Find the line that contains "Would you mind indicating the green chair with". Then set down that line and all the lines after it, to the end of the records, exactly and with nothing added.
───── RECORD LIST ─────
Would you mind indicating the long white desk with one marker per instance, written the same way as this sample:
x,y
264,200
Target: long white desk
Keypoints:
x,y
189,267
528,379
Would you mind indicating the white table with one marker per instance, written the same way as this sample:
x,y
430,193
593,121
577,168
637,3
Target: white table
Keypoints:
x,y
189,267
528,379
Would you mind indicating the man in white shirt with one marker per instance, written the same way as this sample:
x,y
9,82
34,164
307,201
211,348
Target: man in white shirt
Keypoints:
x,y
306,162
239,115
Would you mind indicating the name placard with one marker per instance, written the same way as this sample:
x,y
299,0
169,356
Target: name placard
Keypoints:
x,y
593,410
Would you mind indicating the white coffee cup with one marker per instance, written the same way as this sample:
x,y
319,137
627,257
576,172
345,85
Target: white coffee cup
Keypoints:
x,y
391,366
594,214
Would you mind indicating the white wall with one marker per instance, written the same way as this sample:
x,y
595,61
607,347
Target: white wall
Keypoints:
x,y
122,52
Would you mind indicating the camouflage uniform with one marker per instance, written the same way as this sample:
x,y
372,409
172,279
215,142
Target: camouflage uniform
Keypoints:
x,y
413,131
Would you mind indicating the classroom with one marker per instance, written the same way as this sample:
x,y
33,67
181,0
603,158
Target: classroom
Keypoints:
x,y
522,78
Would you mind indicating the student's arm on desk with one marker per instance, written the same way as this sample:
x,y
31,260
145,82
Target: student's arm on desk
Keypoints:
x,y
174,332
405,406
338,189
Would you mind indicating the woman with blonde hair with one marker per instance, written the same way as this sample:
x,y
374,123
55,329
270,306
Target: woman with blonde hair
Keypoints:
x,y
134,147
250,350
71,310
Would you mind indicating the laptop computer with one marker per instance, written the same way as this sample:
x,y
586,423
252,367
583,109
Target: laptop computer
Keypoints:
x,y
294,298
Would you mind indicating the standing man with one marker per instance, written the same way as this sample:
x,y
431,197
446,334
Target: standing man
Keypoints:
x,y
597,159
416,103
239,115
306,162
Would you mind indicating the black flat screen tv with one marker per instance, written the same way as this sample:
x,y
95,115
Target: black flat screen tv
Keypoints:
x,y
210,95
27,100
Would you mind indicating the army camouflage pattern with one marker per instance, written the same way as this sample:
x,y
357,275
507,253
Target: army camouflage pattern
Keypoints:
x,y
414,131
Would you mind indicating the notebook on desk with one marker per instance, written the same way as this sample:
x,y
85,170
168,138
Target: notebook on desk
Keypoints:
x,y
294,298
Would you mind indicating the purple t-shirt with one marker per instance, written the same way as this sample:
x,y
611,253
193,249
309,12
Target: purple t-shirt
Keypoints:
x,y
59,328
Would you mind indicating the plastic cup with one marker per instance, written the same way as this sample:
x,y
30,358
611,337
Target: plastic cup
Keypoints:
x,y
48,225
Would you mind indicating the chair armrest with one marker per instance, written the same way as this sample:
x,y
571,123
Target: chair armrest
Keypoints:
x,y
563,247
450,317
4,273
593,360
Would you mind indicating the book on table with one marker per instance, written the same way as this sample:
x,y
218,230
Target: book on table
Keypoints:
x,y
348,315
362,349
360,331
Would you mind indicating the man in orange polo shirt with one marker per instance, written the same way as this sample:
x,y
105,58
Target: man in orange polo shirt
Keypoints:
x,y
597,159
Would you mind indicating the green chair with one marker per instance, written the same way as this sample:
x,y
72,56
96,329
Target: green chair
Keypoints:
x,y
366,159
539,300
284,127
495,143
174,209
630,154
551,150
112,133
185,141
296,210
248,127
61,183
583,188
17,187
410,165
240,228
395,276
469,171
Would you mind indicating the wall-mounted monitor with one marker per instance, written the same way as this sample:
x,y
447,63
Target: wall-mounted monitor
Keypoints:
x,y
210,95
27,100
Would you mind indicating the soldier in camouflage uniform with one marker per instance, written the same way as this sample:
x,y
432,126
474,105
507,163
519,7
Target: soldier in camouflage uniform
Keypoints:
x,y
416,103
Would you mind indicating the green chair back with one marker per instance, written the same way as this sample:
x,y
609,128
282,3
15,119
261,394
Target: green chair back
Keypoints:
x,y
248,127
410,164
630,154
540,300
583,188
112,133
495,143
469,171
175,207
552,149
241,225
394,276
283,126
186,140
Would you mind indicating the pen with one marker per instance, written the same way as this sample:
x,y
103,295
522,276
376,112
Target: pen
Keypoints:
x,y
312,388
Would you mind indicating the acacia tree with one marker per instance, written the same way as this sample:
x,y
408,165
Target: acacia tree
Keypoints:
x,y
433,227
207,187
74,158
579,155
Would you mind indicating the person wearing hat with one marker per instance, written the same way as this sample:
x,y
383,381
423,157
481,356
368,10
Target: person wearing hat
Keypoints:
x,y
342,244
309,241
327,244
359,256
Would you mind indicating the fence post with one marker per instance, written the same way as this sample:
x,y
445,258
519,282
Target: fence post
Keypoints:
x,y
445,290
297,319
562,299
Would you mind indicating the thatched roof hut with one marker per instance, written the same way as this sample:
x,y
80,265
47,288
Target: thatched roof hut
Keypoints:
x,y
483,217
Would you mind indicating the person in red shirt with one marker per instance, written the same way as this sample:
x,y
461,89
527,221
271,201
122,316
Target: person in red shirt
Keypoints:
─────
## [EXERCISE ANSWER]
Would you mind indicating the green chair with one marker per instance, written the same way as this sample:
x,y
72,56
96,329
Target: green chair
Keypoints:
x,y
366,159
539,300
284,127
495,143
174,209
630,154
551,150
112,133
185,141
296,210
248,127
61,183
583,188
17,187
410,165
240,228
395,276
469,171
Would you mind indicating the wall-mounted monitor with one marker per instance, written the same way as this sample:
x,y
447,63
Target: wall-mounted monitor
Keypoints:
x,y
210,95
27,100
Would you mind indicating the soldier in camouflage uniform with one marker per instance, written the same way as this sample:
x,y
432,126
474,105
507,163
519,7
Target: soldier in camouflage uniform
Keypoints:
x,y
416,103
Would you mind indicating the green chair back with one marker per instance, written the same way as this sample:
x,y
609,128
282,3
15,119
261,394
Target: green chair back
Keypoints:
x,y
248,127
410,164
630,154
540,300
583,188
112,133
495,143
469,171
175,207
552,149
241,225
394,276
283,126
186,140
Would you mind indicating the pen with one marker per instance, written the same way as this sample:
x,y
103,295
522,276
376,112
Target: pen
Keypoints:
x,y
312,388
Would you mind indicating the acacia tree with one marker per instance, written the same way as this sample:
x,y
408,165
Target: acacia tree
Keypoints:
x,y
433,227
207,187
74,158
579,155
Would you mind indicating the person wearing hat with one marker per instance, written the same way as this sample:
x,y
383,381
423,157
481,356
368,10
Target: person wearing hat
Keypoints:
x,y
342,244
309,241
327,244
359,256
Would you mind indicating the fence post with one marker per instance, written the same way as this sample:
x,y
445,258
519,282
Target: fence post
Keypoints:
x,y
445,290
297,319
562,299
Would you mind indicating the thatched roof hut with one marker per instance, written the same way as this sample:
x,y
80,265
47,288
Target: thatched roof hut
Keypoints:
x,y
483,217
Would you mind indicating the person in red shirt with one marker per instance, written the same way as this sample:
x,y
461,89
527,221
271,201
122,316
Target: person in red shirt
Keypoints:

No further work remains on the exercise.